→ PROBLEM DESCRIPTION
Your answer should be an exact copy of every record.

Stored items:

+++

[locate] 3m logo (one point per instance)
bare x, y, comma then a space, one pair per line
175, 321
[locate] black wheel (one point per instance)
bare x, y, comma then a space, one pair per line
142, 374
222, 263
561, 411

+++

→ TASK RESULT
[locate] 3m logo (one point per instance)
bare x, y, comma then a space, one pair per line
175, 321
[locate] black wheel (one point per instance)
bare x, y, comma then a space, one pair per line
142, 374
222, 263
561, 411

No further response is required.